* _EXERCISE INSTRUCTIONS_
Please rewrite everything from the line containing "<item>riverbank</item>. Each instance gets its own outline." down to the line containing "154], [0, 152]]", replacing "guidance" with "reference" and changing nothing else.

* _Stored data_

---*---

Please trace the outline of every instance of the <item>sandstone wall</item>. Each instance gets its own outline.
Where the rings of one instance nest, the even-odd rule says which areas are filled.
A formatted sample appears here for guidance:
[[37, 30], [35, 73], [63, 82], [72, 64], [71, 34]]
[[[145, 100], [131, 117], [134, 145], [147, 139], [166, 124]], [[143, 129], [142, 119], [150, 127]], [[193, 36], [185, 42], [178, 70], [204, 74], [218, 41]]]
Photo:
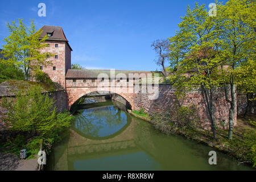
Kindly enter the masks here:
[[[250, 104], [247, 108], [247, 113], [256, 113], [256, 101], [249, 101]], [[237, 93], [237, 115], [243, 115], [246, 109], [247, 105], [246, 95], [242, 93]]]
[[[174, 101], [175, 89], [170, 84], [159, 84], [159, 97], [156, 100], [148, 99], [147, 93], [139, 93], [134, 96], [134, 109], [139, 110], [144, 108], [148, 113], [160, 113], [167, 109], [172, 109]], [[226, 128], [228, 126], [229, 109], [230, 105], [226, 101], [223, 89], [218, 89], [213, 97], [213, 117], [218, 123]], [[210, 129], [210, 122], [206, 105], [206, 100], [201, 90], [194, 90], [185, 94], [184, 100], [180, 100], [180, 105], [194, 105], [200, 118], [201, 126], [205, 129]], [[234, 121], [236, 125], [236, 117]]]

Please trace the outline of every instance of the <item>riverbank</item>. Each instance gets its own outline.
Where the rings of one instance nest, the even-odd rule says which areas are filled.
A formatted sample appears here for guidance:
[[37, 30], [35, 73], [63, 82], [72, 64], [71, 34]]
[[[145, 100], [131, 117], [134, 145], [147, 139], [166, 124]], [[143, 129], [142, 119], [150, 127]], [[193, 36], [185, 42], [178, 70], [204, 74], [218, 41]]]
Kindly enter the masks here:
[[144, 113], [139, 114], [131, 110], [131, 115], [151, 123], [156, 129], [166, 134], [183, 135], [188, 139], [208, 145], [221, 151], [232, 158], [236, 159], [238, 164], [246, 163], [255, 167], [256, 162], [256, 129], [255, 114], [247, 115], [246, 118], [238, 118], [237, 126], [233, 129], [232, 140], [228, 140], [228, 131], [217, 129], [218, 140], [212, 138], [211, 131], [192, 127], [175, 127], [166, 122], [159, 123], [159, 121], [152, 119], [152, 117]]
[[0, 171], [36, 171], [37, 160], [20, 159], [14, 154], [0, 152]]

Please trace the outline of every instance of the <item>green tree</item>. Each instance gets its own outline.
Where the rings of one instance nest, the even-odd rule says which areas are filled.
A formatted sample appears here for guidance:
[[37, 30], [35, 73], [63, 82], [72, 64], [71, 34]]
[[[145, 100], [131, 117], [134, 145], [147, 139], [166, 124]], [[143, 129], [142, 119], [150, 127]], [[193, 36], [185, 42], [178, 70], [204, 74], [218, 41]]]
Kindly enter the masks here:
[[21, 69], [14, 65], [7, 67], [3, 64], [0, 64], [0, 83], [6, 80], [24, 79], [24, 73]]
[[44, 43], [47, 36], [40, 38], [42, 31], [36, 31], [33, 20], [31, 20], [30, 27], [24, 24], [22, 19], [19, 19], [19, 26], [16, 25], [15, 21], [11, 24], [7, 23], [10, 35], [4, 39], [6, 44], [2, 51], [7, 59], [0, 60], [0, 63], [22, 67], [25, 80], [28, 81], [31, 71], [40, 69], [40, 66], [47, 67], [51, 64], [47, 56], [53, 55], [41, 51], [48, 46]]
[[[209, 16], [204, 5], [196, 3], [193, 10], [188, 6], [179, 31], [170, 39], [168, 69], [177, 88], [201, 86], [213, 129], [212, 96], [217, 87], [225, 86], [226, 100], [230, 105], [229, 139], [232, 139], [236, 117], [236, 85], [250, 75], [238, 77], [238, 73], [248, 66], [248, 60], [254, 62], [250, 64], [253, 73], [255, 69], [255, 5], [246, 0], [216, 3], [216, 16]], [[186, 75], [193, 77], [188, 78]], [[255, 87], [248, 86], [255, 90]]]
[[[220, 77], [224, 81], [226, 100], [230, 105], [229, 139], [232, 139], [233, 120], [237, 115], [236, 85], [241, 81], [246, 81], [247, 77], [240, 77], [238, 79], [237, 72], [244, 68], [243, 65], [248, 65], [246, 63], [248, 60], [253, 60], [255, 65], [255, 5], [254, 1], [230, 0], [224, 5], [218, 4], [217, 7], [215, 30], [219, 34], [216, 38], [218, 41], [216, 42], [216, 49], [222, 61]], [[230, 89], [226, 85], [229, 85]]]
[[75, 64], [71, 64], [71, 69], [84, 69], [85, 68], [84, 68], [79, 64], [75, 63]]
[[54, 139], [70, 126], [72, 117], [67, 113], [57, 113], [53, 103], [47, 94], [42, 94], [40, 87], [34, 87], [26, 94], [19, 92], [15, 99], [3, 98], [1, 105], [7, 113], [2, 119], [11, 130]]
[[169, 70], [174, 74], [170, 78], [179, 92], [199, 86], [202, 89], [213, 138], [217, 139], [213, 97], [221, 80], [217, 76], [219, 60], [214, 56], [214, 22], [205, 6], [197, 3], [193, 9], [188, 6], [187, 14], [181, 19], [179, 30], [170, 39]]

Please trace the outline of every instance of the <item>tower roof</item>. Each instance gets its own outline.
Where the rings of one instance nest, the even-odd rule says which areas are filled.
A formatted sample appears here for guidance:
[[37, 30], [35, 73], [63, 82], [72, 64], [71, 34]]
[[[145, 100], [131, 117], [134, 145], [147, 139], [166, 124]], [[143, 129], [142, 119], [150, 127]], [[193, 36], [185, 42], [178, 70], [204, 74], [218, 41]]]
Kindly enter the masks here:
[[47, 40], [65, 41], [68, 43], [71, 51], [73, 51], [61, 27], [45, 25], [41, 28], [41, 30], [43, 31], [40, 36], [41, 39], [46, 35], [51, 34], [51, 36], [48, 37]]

---*---

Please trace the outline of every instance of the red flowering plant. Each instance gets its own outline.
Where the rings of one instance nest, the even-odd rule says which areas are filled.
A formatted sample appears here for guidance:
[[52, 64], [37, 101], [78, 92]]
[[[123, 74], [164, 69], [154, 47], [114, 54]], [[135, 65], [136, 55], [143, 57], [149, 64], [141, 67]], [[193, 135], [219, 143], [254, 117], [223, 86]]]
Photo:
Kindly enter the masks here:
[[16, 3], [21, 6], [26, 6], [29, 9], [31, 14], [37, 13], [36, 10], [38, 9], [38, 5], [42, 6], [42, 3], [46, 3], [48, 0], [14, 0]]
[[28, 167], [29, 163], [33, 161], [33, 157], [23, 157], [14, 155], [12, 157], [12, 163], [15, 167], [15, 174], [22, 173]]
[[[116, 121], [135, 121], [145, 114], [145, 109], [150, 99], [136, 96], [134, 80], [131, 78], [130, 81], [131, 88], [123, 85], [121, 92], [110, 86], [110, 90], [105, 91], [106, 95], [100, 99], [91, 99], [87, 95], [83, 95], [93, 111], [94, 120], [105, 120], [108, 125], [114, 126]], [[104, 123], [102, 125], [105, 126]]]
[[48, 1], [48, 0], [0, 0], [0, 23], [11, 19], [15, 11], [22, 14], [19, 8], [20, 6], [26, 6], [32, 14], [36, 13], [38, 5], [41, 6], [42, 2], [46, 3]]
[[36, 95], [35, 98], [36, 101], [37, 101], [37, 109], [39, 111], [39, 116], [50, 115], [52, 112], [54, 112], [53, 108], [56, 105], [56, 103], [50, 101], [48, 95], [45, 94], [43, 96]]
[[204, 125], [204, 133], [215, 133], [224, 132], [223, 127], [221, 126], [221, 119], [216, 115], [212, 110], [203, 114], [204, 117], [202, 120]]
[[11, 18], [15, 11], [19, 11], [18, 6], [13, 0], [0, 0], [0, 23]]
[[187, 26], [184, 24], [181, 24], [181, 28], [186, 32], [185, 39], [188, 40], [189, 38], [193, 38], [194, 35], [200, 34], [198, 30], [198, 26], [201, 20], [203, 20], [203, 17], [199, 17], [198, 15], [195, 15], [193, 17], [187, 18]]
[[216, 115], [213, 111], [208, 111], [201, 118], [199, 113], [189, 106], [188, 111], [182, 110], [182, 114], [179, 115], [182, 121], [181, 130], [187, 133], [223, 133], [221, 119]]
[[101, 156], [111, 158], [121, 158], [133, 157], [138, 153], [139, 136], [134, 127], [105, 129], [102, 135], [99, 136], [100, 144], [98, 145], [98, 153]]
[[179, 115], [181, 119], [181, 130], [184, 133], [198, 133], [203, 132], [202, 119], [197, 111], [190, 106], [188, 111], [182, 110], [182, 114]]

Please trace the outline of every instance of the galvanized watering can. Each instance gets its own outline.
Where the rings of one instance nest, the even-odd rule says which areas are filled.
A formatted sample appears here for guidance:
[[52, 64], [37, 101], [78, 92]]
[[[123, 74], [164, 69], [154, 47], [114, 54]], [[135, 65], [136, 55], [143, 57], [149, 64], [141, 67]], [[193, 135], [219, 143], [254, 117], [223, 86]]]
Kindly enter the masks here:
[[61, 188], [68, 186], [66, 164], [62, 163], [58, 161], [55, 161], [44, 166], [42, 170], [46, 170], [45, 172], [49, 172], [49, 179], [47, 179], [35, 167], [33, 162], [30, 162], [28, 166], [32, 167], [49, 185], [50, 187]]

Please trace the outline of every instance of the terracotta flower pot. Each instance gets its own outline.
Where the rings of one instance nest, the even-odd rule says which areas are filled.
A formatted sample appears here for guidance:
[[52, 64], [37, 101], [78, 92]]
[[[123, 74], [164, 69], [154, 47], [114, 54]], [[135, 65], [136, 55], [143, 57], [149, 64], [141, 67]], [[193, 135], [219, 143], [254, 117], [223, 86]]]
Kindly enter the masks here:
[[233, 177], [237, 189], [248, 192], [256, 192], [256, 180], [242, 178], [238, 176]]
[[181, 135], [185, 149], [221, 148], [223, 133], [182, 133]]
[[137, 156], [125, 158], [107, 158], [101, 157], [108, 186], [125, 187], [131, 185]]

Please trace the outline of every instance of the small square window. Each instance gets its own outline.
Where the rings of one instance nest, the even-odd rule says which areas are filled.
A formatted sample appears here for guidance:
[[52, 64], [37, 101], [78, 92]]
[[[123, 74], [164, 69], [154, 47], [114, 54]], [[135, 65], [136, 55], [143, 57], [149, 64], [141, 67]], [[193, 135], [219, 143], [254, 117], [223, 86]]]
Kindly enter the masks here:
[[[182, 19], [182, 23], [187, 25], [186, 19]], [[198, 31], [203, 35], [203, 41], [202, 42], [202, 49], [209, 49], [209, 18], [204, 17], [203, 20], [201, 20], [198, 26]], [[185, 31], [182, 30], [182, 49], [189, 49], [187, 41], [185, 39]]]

---*---

* _TASK RESPONSE_
Please trace the outline of every instance of the <item>riverbank</item>. Each instance gets its own outline.
Where the rings of one instance nest, the even-odd rule says which areas are filled.
A formatted sample appears here for reference:
[[37, 30], [35, 73], [63, 82], [72, 64], [71, 34]]
[[[145, 100], [131, 117], [134, 145], [147, 139], [166, 124]], [[143, 129], [142, 119], [150, 127]], [[193, 36], [185, 42], [178, 70], [204, 74], [218, 41]]]
Kindly enter the masks here:
[[144, 113], [139, 114], [131, 110], [131, 115], [151, 123], [156, 129], [166, 134], [183, 135], [188, 139], [208, 145], [221, 151], [232, 158], [236, 159], [238, 164], [246, 163], [255, 167], [256, 162], [256, 129], [255, 114], [247, 115], [246, 118], [238, 118], [237, 126], [233, 129], [232, 140], [228, 140], [228, 131], [217, 129], [218, 140], [212, 138], [211, 131], [192, 127], [175, 127], [166, 122], [159, 123], [159, 121], [152, 119], [152, 117]]
[[0, 171], [36, 171], [37, 160], [20, 159], [14, 154], [0, 152]]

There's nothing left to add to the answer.